### TEXTO DE LA PÁGINA ###

Pudes abrir mongo express y ver el resultado http://localhost:8081/db/agile_data_science/mydata_prediction_response

In [None]:
#!/usr/bin/env python
from pyspark.sql import SparkSession
from pyspark.sql.types import StructType, StructField, StringType, TimestampType, DoubleType, LongType
from pyspark.sql.functions import from_json, col, hour, dayofweek, when
from pyspark.ml import PipelineModel
import pymongo

# ---- SparkSession ----
spark = (
    SparkSession.builder.appName("script sc")
    .master("spark://agile:7077")
    .config("spark.driver.bindAddress", "0.0.0.0")
    .config("spark.jars.packages", "org.apache.spark:spark-sql-kafka-0-10_2.12:3.2.0")
    .getOrCreate()
)
spark.sparkContext.setLogLevel("ERROR")
print("✅ SparkSession creada")

# ---- Modelo ----
modelo = PipelineModel.load("./models/pipeline_model.bin")
print("✅ Modelo cargado")

# ---- Schema de entrada desde Kafka (con UUID y decimales) ----
schema = StructType([
    StructField("UUID", StringType(), True),
    StructField("order_id", LongType(), True),
    StructField("customer_id", StringType(), True),
    StructField("restaurant_id", StringType(), True),
    StructField("order_date_and_time", TimestampType(), True),
    StructField("delivery_date_and_time", TimestampType(), True),
    StructField("order_value", DoubleType(), True),
    StructField("delivery_fee", DoubleType(), True),
    StructField("payment_method", StringType(), True),
    StructField("discounts_and_offers", StringType(), True),
    StructField("commission_fee", DoubleType(), True),
    StructField("payment_processing_fee", DoubleType(), True),
    StructField("refunds/chargebacks", DoubleType(), True)
])

# ---- Lectura desde Kafka ----
raw_stream = (
    spark.readStream
    .format("kafka")
    .option("kafka.bootstrap.servers", "kafka:9092")
    .option("subscribe", "mydata_prediction_request")
    .option("startingOffsets", "latest")
    .load()
)

json_df = (
    raw_stream
    .selectExpr("CAST(value AS STRING) as json_data")

### CONTENIDO DEL CONJUNTO ###

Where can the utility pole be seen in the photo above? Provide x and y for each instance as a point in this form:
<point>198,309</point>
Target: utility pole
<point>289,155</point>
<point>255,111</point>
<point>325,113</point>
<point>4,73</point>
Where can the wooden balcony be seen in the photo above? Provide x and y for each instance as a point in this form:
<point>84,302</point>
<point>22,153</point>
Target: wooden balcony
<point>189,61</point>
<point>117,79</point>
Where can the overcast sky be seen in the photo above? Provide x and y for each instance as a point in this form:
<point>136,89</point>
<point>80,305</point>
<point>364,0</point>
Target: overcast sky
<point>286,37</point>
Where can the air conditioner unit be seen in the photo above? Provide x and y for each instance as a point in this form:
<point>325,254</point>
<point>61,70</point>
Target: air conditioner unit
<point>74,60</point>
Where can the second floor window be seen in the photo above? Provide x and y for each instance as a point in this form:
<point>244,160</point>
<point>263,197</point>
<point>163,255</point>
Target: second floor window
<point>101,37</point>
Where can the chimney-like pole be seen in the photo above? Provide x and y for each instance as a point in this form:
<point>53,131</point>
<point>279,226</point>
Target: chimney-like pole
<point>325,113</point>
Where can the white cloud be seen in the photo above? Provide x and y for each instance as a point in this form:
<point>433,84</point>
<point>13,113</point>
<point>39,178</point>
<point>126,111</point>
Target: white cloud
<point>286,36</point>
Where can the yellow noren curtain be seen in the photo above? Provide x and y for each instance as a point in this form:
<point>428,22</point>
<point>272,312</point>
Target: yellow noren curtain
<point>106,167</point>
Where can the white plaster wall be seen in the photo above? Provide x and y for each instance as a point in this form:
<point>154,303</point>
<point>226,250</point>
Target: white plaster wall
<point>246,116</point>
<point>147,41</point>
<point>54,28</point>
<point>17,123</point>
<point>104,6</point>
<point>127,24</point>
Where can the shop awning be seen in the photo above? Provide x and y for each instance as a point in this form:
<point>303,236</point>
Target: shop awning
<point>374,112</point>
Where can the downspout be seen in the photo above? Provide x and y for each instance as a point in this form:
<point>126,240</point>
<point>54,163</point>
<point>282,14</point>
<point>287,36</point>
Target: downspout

###

QUÉ SE PIDE:
- A) Según el texto sobre Spark y Kafka, ¿a qué tópico de Kafka se suscribe el flujo de lectura?
- B) Continúa el texto sobre Spark y Kafka a partir de la última línea de código que aparece.

RESULTADOS OBTENIDOS:
- A) mydata_prediction_request

- B)
    .select(from_json("json_data", schema).alias("data"))
    .select("data.*")
)

# ---- Enriquecido EXACTO como en entrenamiento ----
df_enriched = (
    json_df
    .withColumn("day_of_week", dayofweek("order_date_and_time"))
    .withColumn("hour_of_day", hour("order_date_and_time"))
    .withColumn("es_fin_de_semana", when(col("day_of_week").isin([1, 7]), 1).otherwise(0))
    .withColumn("es_hora_punta", when((col("hour_of_day").between(13, 15)) | (col("hour_of_day").between(20, 22)), 1).otherwise(0))
    .withColumn("has_discount", when(col("discounts_and_offers").isNotNull(), 1).otherwise(0))
    .withColumn("discount_value", when(col("has_discount") == 1, col("order_value") * 0.1).otherwise(0.0))
    .withColumn("refunded", when(col("refunds/chargebacks") > 0, 1).otherwise(0))
)

# ---- Solo columnas que espera el pipeline + UUID + order_id ----
required_numeric = [
    "order_value", "delivery_fee", "commission_fee", "payment_processing_fee",
    "refunds/chargebacks", "discount_value", "has_discount", "refunded",
    "day_of_week", "hour_of_day", "es_fin_de_semana", "es_hora_punta"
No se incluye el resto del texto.